> **WORK INSTRUCTIONS**:
All lines holding the string "building" should be copied from the data below.

━━━ SUPPLIED DATA ━━━

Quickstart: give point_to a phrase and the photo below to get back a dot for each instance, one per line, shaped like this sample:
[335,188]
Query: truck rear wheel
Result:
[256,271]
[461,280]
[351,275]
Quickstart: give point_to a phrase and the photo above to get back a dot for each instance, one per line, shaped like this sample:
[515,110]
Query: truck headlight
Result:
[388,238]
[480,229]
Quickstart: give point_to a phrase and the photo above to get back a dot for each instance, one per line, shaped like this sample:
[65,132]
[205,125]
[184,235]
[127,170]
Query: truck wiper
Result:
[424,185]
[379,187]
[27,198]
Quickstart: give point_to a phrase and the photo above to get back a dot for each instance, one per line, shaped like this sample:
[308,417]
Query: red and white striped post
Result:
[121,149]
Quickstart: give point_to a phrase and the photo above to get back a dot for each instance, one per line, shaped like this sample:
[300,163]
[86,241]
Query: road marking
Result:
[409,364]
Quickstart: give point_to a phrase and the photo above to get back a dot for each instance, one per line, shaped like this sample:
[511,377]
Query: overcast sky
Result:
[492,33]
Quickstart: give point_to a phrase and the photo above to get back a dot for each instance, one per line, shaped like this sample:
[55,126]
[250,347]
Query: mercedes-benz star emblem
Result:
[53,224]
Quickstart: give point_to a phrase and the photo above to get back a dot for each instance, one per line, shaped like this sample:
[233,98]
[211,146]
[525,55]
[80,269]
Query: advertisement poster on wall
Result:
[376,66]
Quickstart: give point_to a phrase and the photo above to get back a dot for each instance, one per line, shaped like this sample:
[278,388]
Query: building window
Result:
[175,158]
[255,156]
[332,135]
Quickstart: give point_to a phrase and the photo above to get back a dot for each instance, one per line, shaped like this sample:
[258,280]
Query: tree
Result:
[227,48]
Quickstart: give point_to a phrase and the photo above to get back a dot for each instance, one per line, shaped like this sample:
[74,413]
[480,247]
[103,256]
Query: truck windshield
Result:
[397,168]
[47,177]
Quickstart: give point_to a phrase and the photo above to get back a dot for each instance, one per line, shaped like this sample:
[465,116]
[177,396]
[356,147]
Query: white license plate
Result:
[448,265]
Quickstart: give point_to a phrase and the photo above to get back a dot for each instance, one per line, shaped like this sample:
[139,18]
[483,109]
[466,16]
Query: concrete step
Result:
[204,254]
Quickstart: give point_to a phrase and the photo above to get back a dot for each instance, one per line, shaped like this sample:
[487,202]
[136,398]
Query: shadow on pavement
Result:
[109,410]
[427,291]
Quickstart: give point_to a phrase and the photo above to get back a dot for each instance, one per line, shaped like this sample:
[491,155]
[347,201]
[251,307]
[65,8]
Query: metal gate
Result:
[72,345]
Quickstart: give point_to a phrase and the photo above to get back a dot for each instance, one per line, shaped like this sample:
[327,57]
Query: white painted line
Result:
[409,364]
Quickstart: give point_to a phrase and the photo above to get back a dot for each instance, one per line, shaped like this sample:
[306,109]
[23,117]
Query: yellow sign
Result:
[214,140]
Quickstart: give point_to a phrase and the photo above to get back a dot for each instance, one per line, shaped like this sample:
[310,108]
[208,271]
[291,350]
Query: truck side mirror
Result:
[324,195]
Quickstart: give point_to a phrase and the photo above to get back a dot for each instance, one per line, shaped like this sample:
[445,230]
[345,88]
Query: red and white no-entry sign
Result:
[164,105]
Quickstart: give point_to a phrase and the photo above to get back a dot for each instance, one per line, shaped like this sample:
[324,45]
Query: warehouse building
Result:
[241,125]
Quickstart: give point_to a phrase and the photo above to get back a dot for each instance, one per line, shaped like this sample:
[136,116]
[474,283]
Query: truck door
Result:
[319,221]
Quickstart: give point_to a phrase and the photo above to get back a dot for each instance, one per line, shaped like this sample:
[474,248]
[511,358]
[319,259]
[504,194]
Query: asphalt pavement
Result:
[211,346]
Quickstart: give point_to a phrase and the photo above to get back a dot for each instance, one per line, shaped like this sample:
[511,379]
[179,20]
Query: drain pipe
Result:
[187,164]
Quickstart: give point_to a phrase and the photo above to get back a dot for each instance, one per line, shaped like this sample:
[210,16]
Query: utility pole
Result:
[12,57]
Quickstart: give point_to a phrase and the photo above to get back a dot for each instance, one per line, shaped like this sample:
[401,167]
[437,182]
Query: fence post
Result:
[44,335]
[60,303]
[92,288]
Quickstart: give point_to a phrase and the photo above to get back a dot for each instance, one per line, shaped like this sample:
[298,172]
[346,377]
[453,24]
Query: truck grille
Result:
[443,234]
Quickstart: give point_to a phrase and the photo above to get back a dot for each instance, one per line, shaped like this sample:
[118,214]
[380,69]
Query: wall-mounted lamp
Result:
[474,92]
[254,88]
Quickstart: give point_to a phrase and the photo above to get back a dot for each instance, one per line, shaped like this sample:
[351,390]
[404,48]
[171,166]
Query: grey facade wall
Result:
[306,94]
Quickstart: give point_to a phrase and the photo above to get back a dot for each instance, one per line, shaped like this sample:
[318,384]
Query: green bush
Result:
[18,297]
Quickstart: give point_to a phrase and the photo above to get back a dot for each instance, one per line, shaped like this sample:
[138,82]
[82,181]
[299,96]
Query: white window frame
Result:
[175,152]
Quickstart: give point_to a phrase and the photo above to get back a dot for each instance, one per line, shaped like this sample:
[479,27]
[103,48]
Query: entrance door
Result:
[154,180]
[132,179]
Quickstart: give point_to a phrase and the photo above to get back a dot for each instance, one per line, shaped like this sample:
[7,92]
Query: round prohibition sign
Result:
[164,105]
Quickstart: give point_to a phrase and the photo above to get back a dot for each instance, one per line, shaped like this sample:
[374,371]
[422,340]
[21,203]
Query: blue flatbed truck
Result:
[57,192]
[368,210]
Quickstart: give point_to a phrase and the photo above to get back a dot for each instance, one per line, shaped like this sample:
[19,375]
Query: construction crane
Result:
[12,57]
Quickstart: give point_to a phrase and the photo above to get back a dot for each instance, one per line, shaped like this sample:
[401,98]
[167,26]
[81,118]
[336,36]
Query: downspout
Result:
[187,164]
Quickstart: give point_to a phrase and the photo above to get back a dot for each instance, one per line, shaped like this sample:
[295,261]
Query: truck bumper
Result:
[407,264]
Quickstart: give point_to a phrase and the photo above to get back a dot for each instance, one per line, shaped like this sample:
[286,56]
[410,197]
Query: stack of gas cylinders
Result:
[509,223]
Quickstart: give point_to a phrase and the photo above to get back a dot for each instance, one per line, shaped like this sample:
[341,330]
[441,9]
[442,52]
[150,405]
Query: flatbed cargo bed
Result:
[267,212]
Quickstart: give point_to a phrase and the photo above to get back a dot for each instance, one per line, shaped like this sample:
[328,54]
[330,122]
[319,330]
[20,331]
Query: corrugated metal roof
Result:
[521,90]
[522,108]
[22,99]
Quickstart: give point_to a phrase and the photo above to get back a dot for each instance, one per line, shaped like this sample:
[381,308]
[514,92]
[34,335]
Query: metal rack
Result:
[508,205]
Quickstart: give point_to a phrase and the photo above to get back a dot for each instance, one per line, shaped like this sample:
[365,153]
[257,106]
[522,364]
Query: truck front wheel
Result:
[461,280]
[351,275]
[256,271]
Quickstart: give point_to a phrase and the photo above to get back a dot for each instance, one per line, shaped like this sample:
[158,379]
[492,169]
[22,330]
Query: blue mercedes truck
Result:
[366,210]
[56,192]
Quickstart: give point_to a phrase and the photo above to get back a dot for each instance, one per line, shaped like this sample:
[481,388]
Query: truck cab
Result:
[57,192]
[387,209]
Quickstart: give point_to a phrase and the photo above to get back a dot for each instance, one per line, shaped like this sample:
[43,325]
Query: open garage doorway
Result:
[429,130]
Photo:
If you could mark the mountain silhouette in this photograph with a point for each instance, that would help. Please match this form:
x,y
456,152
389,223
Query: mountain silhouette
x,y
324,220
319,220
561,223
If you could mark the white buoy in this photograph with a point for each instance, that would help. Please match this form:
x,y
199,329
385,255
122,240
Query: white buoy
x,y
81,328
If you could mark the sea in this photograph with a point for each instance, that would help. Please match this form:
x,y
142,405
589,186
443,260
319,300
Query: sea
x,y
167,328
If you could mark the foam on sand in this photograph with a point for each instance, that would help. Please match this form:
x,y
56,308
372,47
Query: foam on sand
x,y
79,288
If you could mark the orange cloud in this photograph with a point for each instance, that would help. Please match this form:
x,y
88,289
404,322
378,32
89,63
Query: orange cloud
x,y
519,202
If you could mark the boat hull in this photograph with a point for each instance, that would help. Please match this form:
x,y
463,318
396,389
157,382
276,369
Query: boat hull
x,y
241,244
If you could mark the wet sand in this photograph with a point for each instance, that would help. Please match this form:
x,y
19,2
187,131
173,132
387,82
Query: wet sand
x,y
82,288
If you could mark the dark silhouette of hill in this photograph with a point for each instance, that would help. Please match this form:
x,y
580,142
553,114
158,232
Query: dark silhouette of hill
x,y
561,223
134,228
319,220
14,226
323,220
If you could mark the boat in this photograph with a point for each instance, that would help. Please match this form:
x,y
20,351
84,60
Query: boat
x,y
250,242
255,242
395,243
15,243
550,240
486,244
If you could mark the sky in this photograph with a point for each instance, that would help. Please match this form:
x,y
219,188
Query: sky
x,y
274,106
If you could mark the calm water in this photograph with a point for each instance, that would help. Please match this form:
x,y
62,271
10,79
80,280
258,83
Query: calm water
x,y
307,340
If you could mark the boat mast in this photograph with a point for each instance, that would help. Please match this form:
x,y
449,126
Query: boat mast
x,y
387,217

━━━
━━━ SUPPLIED DATA ━━━

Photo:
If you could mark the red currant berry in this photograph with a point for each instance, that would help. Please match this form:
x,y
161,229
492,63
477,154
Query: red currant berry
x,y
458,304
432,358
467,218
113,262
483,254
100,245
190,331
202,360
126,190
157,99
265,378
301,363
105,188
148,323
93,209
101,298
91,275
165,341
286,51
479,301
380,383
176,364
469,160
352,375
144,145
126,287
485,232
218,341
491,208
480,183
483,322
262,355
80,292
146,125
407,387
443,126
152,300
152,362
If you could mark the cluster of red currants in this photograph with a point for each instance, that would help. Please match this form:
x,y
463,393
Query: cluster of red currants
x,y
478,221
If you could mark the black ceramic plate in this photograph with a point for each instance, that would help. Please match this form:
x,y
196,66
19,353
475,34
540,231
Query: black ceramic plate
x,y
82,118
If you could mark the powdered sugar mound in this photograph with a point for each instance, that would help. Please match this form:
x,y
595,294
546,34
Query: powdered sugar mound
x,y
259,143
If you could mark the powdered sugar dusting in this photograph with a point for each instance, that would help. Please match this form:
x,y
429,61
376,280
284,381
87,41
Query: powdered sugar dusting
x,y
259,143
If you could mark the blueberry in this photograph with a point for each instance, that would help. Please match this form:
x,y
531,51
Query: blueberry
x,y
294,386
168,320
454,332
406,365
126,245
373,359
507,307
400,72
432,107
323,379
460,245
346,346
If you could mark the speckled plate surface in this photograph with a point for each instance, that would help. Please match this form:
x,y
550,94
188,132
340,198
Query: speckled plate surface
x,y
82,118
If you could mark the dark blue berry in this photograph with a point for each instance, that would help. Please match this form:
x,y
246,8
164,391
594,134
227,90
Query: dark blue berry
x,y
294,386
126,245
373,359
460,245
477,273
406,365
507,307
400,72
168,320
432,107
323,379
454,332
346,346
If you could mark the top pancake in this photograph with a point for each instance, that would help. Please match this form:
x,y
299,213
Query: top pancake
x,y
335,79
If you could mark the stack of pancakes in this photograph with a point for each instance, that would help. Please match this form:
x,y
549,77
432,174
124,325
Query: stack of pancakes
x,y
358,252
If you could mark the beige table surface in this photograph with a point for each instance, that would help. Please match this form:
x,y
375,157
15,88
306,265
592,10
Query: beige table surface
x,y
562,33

━━━

> **RESPONSE FOR THIS EXERCISE**:
Query: building window
Query: warehouse building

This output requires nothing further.